» OBJECTIVE
Turn the lines of the listing below into a JSON list of strings, one string per line and no blank lines. Begin at the line containing "For every instance of the child's" and continue through the end of the listing.

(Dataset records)
%%

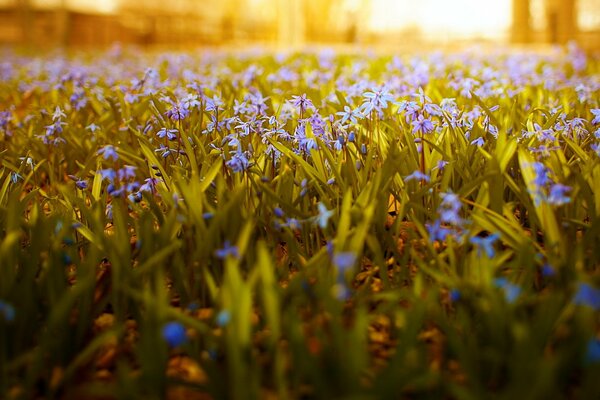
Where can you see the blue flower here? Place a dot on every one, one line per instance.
(422, 125)
(7, 311)
(417, 176)
(344, 260)
(324, 215)
(109, 151)
(454, 295)
(558, 196)
(227, 250)
(478, 142)
(587, 295)
(592, 354)
(174, 334)
(511, 291)
(223, 318)
(486, 244)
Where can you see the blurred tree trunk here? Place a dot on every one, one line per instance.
(521, 22)
(26, 19)
(561, 18)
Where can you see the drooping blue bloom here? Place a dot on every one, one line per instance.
(437, 232)
(558, 195)
(223, 318)
(511, 291)
(417, 175)
(587, 295)
(349, 114)
(596, 113)
(109, 151)
(324, 215)
(344, 260)
(547, 271)
(170, 134)
(454, 295)
(592, 353)
(449, 209)
(174, 334)
(486, 244)
(279, 212)
(422, 125)
(478, 142)
(227, 250)
(302, 103)
(7, 311)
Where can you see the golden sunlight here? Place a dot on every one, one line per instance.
(458, 17)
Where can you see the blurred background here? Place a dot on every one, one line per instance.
(294, 23)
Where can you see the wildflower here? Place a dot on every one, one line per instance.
(478, 142)
(178, 112)
(92, 127)
(596, 113)
(227, 250)
(174, 334)
(437, 232)
(454, 295)
(557, 194)
(108, 151)
(587, 295)
(302, 103)
(223, 318)
(324, 215)
(344, 260)
(486, 244)
(7, 311)
(278, 212)
(417, 176)
(548, 270)
(511, 291)
(171, 134)
(58, 114)
(422, 125)
(238, 162)
(592, 353)
(449, 208)
(349, 114)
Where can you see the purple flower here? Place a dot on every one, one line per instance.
(478, 142)
(238, 162)
(302, 103)
(486, 244)
(587, 295)
(558, 195)
(511, 291)
(417, 176)
(171, 134)
(449, 209)
(596, 113)
(592, 353)
(422, 125)
(349, 114)
(174, 334)
(7, 311)
(227, 250)
(437, 232)
(344, 260)
(454, 295)
(178, 112)
(223, 318)
(324, 215)
(108, 151)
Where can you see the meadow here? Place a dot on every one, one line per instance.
(310, 225)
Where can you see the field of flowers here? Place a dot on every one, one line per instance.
(300, 226)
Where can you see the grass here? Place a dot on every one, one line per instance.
(292, 241)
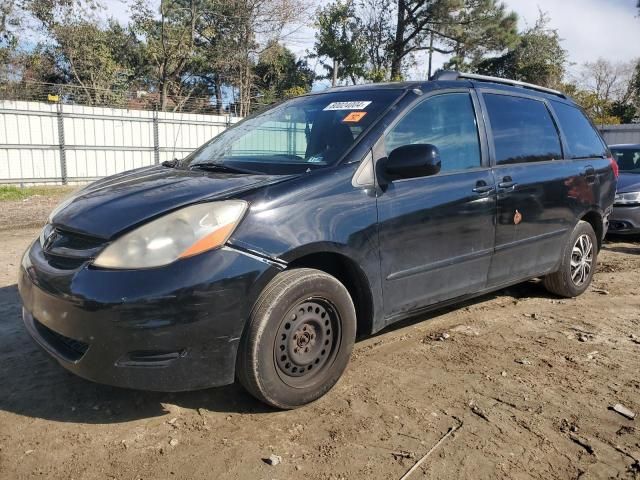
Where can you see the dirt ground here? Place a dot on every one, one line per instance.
(526, 379)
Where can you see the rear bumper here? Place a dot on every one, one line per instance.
(625, 220)
(167, 329)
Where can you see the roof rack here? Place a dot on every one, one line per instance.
(452, 75)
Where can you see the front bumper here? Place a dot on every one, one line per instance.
(625, 220)
(167, 329)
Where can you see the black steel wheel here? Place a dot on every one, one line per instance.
(298, 340)
(306, 341)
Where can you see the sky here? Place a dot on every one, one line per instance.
(589, 29)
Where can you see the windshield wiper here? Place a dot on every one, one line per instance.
(220, 167)
(171, 163)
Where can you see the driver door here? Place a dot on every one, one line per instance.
(437, 233)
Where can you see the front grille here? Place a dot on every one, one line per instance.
(69, 348)
(68, 250)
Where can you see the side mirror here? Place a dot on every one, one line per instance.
(412, 161)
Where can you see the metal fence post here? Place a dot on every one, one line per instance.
(156, 137)
(63, 153)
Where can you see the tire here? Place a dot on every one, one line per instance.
(581, 249)
(299, 338)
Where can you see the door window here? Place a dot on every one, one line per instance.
(523, 130)
(582, 139)
(447, 121)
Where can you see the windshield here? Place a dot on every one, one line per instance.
(628, 159)
(306, 132)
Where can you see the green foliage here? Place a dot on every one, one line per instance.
(478, 29)
(537, 57)
(278, 71)
(339, 38)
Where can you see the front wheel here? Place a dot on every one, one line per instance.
(579, 260)
(298, 340)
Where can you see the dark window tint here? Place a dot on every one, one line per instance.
(628, 159)
(582, 139)
(523, 130)
(447, 121)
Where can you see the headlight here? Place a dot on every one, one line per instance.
(627, 198)
(180, 234)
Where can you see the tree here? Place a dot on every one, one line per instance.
(479, 28)
(377, 31)
(9, 23)
(339, 39)
(537, 57)
(170, 44)
(278, 73)
(607, 91)
(465, 28)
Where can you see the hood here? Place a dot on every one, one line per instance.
(628, 182)
(118, 203)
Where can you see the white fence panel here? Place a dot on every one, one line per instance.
(94, 141)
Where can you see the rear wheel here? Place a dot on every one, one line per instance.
(299, 339)
(578, 263)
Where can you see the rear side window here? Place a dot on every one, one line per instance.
(523, 130)
(582, 139)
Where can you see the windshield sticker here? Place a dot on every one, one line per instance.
(347, 105)
(354, 117)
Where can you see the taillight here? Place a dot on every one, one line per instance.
(614, 167)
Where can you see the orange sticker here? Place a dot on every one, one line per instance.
(354, 117)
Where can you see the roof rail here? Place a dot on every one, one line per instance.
(451, 75)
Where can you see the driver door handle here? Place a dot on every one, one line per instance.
(482, 187)
(507, 182)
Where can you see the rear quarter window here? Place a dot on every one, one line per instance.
(582, 139)
(523, 130)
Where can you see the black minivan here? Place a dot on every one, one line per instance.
(262, 254)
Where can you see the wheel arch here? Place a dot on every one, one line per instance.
(594, 218)
(350, 274)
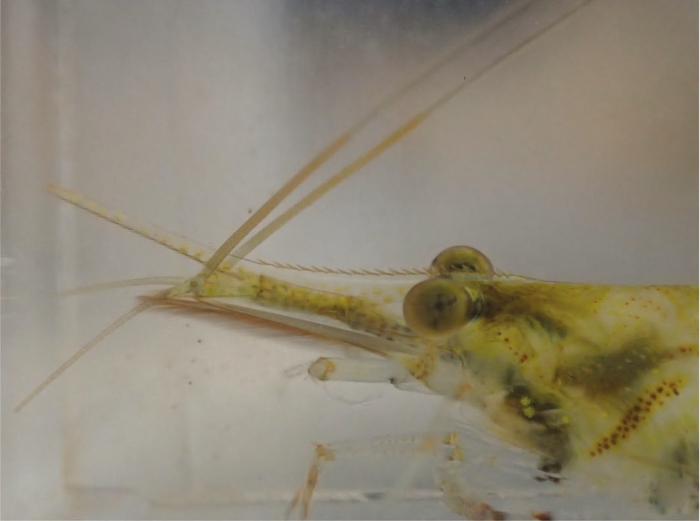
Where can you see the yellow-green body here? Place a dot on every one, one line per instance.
(598, 382)
(596, 379)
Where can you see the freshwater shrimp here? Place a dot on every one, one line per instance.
(80, 474)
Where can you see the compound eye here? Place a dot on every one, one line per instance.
(437, 307)
(461, 259)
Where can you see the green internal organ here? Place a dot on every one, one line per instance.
(570, 368)
(574, 372)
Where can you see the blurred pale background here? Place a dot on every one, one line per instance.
(574, 160)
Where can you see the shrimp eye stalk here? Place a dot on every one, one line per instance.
(462, 259)
(438, 307)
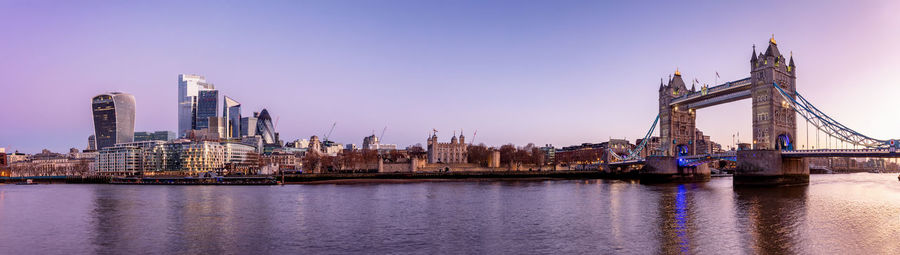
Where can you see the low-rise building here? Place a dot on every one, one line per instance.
(154, 136)
(454, 152)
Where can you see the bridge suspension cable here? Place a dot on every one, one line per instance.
(827, 124)
(634, 154)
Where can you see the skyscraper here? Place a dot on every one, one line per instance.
(265, 128)
(248, 125)
(231, 115)
(189, 87)
(113, 118)
(207, 106)
(92, 143)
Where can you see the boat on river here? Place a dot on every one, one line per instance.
(27, 182)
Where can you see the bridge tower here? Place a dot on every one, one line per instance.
(676, 125)
(774, 122)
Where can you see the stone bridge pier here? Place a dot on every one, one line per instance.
(769, 168)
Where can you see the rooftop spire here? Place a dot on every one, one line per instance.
(753, 56)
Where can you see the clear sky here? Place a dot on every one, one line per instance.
(557, 72)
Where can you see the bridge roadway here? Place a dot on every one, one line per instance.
(719, 94)
(822, 153)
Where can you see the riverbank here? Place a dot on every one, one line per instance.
(356, 178)
(332, 178)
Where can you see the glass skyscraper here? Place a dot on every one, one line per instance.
(248, 125)
(207, 106)
(189, 87)
(113, 119)
(265, 128)
(231, 115)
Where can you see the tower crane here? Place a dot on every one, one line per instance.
(329, 132)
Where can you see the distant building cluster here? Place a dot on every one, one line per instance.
(456, 151)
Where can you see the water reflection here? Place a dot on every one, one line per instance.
(775, 218)
(836, 214)
(676, 219)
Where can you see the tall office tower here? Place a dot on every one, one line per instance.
(231, 115)
(189, 87)
(113, 118)
(207, 106)
(248, 125)
(265, 128)
(92, 143)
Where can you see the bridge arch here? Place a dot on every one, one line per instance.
(784, 142)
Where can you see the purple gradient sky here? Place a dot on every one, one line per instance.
(560, 72)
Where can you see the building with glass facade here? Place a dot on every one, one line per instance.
(207, 106)
(189, 87)
(248, 126)
(154, 136)
(231, 115)
(131, 158)
(113, 115)
(265, 128)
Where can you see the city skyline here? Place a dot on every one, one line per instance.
(551, 79)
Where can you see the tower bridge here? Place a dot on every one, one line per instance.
(776, 103)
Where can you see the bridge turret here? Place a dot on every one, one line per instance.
(753, 58)
(791, 67)
(774, 125)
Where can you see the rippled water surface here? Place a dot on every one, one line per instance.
(835, 214)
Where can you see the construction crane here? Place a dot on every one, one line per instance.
(329, 132)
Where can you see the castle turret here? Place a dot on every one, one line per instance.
(753, 57)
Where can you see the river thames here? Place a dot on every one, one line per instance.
(849, 213)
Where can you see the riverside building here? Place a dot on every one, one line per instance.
(113, 115)
(189, 87)
(451, 153)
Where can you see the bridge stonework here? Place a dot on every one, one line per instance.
(774, 124)
(677, 124)
(774, 121)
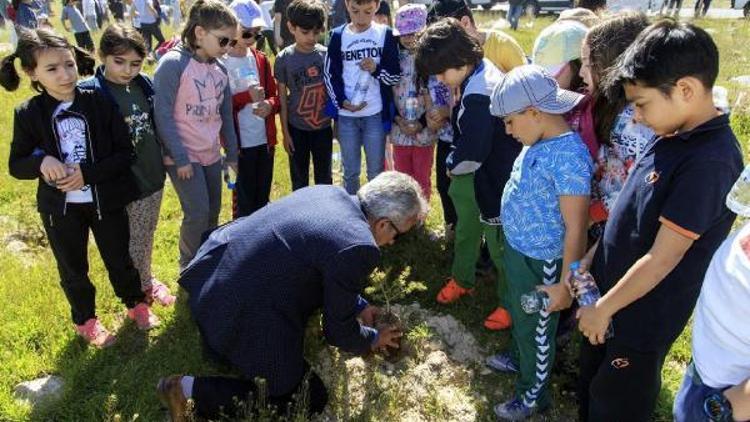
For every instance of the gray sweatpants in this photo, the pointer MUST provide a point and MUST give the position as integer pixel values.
(200, 199)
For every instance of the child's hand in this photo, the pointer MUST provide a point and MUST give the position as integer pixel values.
(73, 181)
(257, 93)
(262, 109)
(559, 297)
(348, 106)
(288, 144)
(52, 169)
(185, 172)
(368, 65)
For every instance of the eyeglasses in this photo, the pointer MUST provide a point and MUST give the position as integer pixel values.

%%

» THE COMPLETED TASK
[
  "For every instance of the child's hand in this photo, the pointer MUST provide a point and MUST give the position as integer pixel values.",
  "(73, 181)",
  "(257, 93)",
  "(262, 109)",
  "(559, 297)",
  "(348, 106)",
  "(288, 144)",
  "(52, 169)",
  "(185, 172)",
  "(368, 65)",
  "For every instance of the eyeglasses in this photo, the pointer MUST provide a point and MUST give the position as integer pixel values."
]